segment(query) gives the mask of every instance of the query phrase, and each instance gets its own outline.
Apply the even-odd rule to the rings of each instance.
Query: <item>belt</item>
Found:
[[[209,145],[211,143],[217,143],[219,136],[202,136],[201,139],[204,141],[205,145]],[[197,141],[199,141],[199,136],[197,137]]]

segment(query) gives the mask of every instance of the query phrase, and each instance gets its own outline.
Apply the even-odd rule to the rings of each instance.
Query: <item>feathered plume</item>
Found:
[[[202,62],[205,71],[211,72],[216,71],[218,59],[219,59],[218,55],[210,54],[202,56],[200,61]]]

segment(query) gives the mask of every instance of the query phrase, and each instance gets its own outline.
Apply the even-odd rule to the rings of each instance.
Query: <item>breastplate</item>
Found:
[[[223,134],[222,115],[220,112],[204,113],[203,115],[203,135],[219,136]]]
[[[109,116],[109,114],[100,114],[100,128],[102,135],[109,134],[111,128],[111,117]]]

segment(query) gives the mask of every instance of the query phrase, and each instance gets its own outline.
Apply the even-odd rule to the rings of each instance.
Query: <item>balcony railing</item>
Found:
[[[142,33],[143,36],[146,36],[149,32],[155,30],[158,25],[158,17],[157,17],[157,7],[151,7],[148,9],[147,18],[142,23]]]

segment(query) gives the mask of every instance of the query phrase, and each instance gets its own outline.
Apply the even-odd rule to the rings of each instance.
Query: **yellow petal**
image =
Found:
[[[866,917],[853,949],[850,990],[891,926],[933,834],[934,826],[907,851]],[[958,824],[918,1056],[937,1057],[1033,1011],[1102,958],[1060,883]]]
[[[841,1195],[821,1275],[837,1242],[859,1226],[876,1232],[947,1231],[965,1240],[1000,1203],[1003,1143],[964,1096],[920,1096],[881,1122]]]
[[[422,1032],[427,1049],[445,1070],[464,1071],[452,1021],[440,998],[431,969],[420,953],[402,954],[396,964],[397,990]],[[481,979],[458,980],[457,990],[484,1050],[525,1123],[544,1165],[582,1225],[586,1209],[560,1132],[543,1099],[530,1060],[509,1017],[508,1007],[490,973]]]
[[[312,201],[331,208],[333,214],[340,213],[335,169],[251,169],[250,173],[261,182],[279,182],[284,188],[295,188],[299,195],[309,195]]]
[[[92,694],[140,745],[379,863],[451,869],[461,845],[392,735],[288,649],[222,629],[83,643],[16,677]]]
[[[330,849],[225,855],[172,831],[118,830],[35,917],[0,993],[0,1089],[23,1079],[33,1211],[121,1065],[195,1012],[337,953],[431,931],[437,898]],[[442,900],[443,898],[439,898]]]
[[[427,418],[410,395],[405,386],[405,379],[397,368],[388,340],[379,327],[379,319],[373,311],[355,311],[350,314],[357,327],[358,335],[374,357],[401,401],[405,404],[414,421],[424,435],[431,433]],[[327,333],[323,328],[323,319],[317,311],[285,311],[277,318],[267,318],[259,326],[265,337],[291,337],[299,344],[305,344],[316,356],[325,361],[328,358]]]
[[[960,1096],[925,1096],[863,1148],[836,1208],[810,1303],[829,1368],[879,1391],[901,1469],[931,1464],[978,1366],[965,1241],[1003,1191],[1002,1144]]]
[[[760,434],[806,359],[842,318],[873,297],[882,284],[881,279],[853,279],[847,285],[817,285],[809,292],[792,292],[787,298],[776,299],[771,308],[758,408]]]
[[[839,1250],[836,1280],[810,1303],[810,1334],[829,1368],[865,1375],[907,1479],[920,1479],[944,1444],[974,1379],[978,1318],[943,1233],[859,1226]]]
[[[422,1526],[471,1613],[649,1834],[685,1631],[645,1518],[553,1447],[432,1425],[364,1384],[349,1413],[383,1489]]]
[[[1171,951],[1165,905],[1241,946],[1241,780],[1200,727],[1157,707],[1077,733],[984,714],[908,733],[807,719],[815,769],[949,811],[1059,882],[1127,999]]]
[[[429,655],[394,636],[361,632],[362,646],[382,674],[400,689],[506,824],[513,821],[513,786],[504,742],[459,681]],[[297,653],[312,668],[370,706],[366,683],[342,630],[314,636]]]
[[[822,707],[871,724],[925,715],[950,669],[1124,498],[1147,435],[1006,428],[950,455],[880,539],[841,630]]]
--------------------
[What you will do]
Copy every record exactly.

[Exercise output]
segment(query) gives the mask of every instance of the query phrase, and each instance gets its own outline.
Apply the even-odd rule to the rings of each instance.
Query: <item>belt</item>
Found:
[[[209,145],[211,143],[217,143],[219,136],[202,136],[201,139],[204,141],[205,145]],[[197,141],[199,141],[199,136],[197,137]]]

segment(query) gives the mask of every instance of the query phrase, and each instance gets its own outline.
Apply the even-odd rule to the rings of each instance.
Query: <item>feathered plume</item>
Found:
[[[202,62],[205,71],[211,72],[216,71],[218,59],[219,59],[218,55],[210,54],[202,56],[200,61]]]

segment(query) gives the mask of every instance of the query phrase, and each instance gets its own outline.
Apply the even-odd rule to the rings of each instance.
Query: <item>breastplate</item>
Found:
[[[223,134],[222,115],[220,112],[204,113],[203,115],[203,135],[219,136]]]
[[[109,116],[109,114],[100,114],[100,128],[102,135],[109,134],[111,128],[111,117]]]

segment(query) gives the mask of every instance of the query phrase, and each instance gets its own outline.
Apply the even-odd rule to the rings of each instance.
Query: <item>balcony railing</item>
Found:
[[[142,33],[143,36],[146,36],[149,32],[155,30],[158,25],[158,17],[157,17],[157,7],[151,7],[148,9],[147,18],[142,23]]]

segment(query) gives the mask of every instance of the query phrase, and each instance gets its own outline.
Apply the even-odd rule to the rings of each instance.
Query: **yellow petal**
image =
Found:
[[[866,917],[853,949],[850,990],[891,926],[933,834],[934,826],[907,851]],[[958,824],[918,1056],[937,1057],[1033,1011],[1102,958],[1060,883]]]
[[[841,1195],[821,1275],[837,1242],[859,1226],[876,1232],[947,1231],[965,1240],[1000,1203],[1003,1143],[964,1096],[920,1096],[881,1122]]]
[[[422,1032],[427,1049],[445,1070],[464,1071],[452,1021],[440,998],[431,969],[420,953],[402,954],[396,964],[397,990]],[[481,979],[458,980],[457,990],[484,1050],[525,1123],[544,1165],[582,1225],[586,1209],[560,1132],[543,1099],[530,1060],[509,1017],[508,1007],[490,973]]]
[[[312,201],[331,208],[333,214],[340,213],[335,169],[251,169],[250,173],[261,182],[279,182],[284,188],[295,188],[299,195],[309,195]]]
[[[92,694],[140,745],[379,863],[451,869],[461,845],[392,735],[288,649],[222,629],[83,643],[16,677]]]
[[[330,849],[225,855],[172,831],[118,830],[35,917],[0,993],[0,1089],[23,1079],[33,1211],[121,1065],[195,1012],[337,953],[431,931],[437,898]],[[442,900],[443,898],[439,898]]]
[[[427,418],[410,395],[405,386],[405,379],[397,368],[388,340],[379,327],[379,319],[373,311],[355,311],[350,314],[357,327],[358,335],[374,357],[401,401],[405,404],[414,421],[424,435],[431,433]],[[327,333],[323,328],[323,319],[317,311],[285,311],[277,318],[267,318],[259,326],[265,337],[291,337],[299,344],[305,344],[316,356],[325,361],[328,358]]]
[[[960,1096],[925,1096],[863,1148],[836,1208],[810,1303],[829,1368],[879,1391],[901,1469],[931,1464],[978,1366],[965,1241],[1003,1191],[1002,1144]]]
[[[760,434],[806,359],[842,318],[873,297],[882,284],[881,279],[853,279],[847,285],[817,285],[809,292],[792,292],[787,298],[776,299],[771,308],[758,408]]]
[[[839,1250],[836,1280],[810,1303],[810,1334],[829,1368],[865,1375],[907,1479],[920,1479],[944,1444],[974,1379],[978,1318],[943,1233],[859,1226]]]
[[[422,1526],[471,1613],[649,1834],[685,1631],[645,1518],[553,1447],[432,1425],[364,1384],[349,1413],[383,1489]]]
[[[1171,951],[1165,905],[1241,946],[1241,780],[1200,727],[1157,707],[1077,733],[984,714],[908,733],[807,719],[815,769],[949,811],[1059,882],[1127,999]]]
[[[429,655],[394,636],[361,632],[362,646],[382,674],[400,689],[506,824],[513,821],[513,786],[504,742],[459,681]],[[297,653],[312,668],[370,706],[366,683],[342,630],[314,636]]]
[[[822,707],[871,724],[925,715],[950,669],[1124,498],[1147,435],[1006,428],[950,455],[880,539],[841,630]]]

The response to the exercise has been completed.